━━━ Page extract ━━━

Halloween Scene: Frankenstein (1931)

Frankenstein is the Universal Monster movie I’m most familiar with. When I first got into horror back in high school I remember asking for copies of some of the flicks on VHS for Christmas and wound up with this one and Dracula, though I didn’t exactly wear either tape out, only watching each a time or two. As you surely know, Frankenstein follows the name of the title scientist as he and his assistant Fritz (not Igor, as many assume) try to bring a man assembled from various body parts to life. Dr. Frankenstein doesn’t know that his helper grabbed a criminal’s brain, though, and a series of misunderstandings lead to Frankenstein deciding to end the monster. Understandably freaked out, the monster makes a break for it and accidentally kills a young girl named Marie who tried to befriend him. This leads to the usual UM mob attacking the monster and a very abrupt ending.

Also like the other Universal Monster movies I’ve watched recently (The Mummy, The Invisible Man and Phantom Of The Opera), there’s a lot of scenes of old white dudes standing around talking about things. I actually expected more of an accidental rampage from the monster and was surprised that that’s not really the case until the very end.

━━━ Dataset entries ━━━

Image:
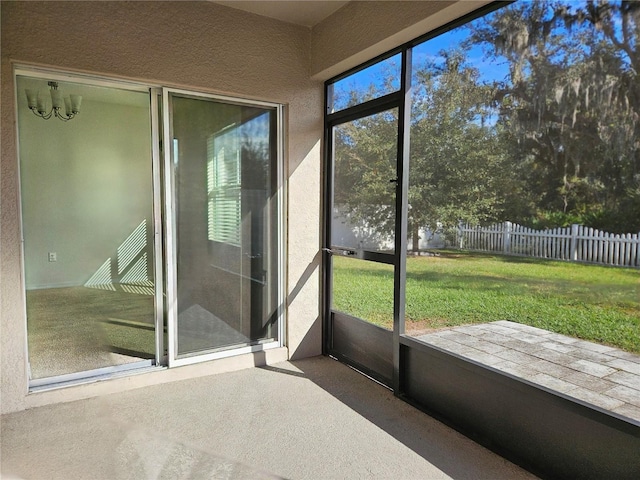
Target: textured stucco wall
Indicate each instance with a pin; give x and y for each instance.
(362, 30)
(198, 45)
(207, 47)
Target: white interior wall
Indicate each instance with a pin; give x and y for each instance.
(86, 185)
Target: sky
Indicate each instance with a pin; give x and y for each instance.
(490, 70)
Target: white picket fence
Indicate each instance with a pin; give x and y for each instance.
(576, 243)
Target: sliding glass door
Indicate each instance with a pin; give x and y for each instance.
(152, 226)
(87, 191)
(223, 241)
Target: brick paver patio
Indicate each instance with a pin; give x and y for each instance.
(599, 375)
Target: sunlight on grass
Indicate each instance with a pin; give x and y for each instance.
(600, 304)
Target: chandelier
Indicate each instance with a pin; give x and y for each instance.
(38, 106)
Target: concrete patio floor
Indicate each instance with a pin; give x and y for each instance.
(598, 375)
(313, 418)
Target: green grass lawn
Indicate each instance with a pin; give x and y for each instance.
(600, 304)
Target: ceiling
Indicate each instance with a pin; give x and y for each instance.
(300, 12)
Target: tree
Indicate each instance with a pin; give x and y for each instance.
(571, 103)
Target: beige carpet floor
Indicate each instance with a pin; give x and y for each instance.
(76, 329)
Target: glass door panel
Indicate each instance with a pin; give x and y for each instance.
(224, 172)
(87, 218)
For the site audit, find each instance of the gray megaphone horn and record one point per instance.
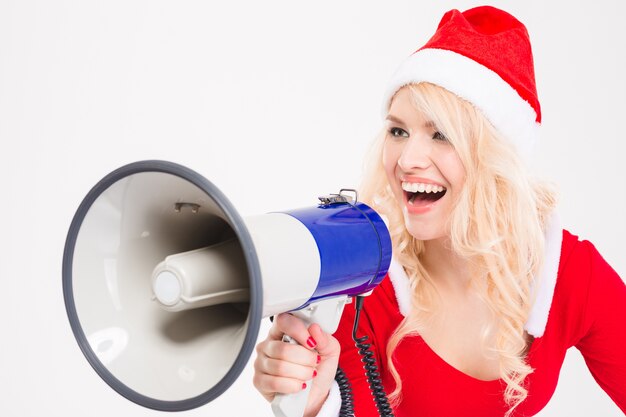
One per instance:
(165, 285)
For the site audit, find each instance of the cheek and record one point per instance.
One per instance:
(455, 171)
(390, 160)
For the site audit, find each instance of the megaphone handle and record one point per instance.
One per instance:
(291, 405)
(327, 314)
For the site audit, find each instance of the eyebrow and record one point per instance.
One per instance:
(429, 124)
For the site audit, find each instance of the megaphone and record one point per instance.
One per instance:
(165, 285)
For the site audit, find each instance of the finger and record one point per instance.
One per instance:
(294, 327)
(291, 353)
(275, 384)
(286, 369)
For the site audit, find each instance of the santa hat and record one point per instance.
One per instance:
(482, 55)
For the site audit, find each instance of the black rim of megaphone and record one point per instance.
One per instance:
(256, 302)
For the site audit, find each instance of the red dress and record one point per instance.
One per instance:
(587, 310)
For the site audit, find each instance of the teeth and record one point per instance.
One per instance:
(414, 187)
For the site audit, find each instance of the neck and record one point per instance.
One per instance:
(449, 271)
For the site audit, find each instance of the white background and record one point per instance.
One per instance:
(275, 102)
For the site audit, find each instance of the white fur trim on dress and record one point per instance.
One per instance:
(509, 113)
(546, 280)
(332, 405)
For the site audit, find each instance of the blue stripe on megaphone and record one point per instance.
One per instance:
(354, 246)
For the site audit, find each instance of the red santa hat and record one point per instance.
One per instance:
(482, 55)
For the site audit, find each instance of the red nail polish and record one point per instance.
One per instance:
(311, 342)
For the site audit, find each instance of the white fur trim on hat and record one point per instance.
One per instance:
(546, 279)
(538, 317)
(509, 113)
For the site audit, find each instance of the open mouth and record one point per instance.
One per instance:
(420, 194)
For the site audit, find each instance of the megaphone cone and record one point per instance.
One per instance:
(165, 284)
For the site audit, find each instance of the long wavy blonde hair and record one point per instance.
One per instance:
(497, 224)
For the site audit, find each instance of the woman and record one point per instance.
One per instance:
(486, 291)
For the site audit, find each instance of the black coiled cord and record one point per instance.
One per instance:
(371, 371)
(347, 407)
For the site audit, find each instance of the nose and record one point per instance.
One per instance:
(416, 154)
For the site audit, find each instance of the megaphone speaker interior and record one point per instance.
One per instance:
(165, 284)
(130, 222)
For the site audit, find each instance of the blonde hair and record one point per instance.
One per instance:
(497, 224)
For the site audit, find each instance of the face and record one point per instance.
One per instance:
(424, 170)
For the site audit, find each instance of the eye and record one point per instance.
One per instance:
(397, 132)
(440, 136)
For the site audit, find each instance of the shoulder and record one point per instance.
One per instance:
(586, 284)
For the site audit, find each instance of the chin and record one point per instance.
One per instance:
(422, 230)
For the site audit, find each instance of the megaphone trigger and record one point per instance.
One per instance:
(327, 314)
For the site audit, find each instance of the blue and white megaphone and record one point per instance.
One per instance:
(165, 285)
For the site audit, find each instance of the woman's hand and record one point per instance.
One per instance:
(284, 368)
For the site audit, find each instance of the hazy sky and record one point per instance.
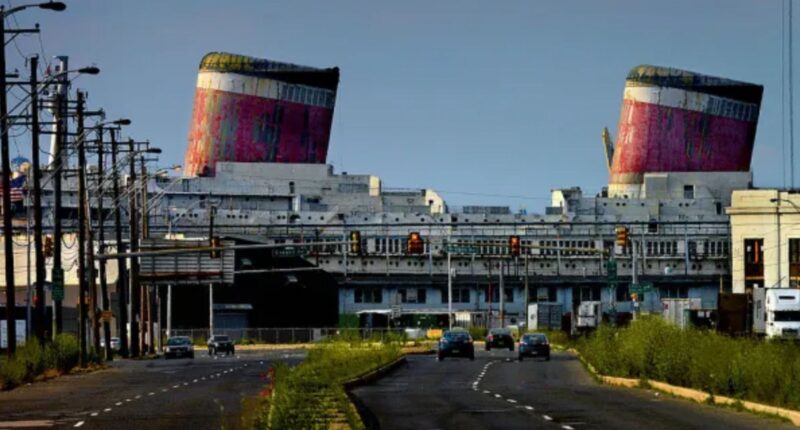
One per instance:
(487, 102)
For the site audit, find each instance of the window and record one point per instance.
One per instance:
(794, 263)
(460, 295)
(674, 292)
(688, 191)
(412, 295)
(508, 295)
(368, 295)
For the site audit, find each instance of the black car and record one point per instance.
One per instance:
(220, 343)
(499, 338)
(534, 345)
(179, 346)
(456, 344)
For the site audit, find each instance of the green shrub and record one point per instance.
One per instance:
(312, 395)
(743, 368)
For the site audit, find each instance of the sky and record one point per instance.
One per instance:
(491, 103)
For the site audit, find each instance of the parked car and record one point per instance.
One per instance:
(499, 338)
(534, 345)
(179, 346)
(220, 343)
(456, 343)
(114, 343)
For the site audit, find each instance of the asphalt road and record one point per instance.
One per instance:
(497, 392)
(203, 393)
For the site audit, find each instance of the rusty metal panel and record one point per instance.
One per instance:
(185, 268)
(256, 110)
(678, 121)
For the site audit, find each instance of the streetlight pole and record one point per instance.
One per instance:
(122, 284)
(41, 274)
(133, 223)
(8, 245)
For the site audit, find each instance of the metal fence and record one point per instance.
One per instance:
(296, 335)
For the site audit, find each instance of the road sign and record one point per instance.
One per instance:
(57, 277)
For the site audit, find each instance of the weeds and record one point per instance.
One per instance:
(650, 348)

━━━

▶ Work to complete
Extract the whole review of Frankenstein (1931) word for word, from its title to its final sentence. These entries have nothing to do with the review of Frankenstein (1931).

▶ Response
Halloween Scene: Frankenstein (1931)

Frankenstein is the Universal Monster movie I’m most familiar with. When I first got into horror back in high school I remember asking for copies of some of the flicks on VHS for Christmas and wound up with this one and Dracula, though I didn’t exactly wear either tape out, only watching each a time or two. As you surely know, Frankenstein follows the name of the title scientist as he and his assistant Fritz (not Igor, as many assume) try to bring a man assembled from various body parts to life. Dr. Frankenstein doesn’t know that his helper grabbed a criminal’s brain, though, and a series of misunderstandings lead to Frankenstein deciding to end the monster. Understandably freaked out, the monster makes a break for it and accidentally kills a young girl named Marie who tried to befriend him. This leads to the usual UM mob attacking the monster and a very abrupt ending.

Also like the other Universal Monster movies I’ve watched recently (The Mummy, The Invisible Man and Phantom Of The Opera), there’s a lot of scenes of old white dudes standing around talking about things. I actually expected more of an accidental rampage from the monster and was surprised that that’s not really the case until the very end.